EXERCISE INSTRUCTIONS:
From the entries that follow, copy every line with the word "window".

DATA TO USE:
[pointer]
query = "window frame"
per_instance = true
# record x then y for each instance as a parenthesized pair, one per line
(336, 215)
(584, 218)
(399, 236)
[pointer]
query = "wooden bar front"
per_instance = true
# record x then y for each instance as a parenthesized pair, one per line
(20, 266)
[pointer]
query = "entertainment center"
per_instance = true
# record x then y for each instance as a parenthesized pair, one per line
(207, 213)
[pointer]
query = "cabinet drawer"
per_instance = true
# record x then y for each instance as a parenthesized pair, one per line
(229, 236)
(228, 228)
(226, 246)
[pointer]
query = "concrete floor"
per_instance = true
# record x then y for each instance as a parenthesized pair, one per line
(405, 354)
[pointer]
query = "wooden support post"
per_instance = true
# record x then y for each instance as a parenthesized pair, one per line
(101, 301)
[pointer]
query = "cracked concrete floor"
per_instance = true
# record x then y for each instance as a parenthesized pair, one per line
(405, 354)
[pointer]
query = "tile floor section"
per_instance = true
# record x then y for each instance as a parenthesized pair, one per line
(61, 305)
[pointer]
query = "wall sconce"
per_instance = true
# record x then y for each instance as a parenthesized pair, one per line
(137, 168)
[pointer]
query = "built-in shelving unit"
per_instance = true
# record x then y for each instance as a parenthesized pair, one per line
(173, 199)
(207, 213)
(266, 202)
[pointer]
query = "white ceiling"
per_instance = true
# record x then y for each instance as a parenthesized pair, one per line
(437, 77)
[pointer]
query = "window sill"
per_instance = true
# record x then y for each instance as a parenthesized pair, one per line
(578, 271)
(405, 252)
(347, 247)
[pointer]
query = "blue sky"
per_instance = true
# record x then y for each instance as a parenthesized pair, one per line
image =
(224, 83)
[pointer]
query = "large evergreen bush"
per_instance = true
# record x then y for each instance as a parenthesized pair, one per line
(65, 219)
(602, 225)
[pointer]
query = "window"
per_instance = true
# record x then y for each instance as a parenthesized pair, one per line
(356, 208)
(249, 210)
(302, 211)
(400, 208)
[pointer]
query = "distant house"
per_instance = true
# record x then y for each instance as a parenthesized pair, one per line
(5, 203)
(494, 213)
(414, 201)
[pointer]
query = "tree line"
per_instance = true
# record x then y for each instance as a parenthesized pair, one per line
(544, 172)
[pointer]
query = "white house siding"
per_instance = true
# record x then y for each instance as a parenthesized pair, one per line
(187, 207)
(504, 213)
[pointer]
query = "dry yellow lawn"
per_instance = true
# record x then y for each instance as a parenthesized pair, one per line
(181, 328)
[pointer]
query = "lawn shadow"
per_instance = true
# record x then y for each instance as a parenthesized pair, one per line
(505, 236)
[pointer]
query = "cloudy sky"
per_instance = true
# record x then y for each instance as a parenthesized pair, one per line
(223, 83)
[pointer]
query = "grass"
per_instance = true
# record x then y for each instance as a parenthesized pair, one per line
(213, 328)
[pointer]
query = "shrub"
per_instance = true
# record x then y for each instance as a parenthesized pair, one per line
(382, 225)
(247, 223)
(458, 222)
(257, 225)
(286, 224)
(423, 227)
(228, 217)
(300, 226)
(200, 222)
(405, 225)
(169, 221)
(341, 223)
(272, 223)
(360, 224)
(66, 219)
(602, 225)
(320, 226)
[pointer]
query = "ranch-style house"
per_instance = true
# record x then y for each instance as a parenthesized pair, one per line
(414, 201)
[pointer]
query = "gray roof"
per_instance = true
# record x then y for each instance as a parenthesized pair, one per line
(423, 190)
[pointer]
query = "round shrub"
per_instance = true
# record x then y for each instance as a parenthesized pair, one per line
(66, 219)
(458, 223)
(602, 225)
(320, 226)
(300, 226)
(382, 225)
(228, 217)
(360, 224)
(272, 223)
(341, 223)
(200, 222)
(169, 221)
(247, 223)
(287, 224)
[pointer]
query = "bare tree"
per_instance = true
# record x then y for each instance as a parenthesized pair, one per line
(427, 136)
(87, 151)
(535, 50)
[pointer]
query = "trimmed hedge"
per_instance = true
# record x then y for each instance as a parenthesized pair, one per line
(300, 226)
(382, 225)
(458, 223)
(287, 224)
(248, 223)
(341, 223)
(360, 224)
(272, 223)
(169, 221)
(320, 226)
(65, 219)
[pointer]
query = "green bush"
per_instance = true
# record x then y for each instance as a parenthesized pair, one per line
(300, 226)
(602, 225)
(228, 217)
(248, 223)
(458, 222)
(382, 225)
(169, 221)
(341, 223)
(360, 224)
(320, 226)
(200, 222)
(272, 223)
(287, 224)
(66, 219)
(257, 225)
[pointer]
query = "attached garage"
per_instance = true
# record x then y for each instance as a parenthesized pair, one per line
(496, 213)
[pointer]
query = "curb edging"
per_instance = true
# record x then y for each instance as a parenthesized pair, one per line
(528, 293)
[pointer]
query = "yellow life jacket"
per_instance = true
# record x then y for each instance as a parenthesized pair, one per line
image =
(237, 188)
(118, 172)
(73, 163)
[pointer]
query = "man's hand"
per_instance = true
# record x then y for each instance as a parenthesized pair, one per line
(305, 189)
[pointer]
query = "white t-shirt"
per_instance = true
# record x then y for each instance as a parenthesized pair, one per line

SOLUTION TO THE PROBLEM:
query = "window frame"
query = "window sill"
query = "window"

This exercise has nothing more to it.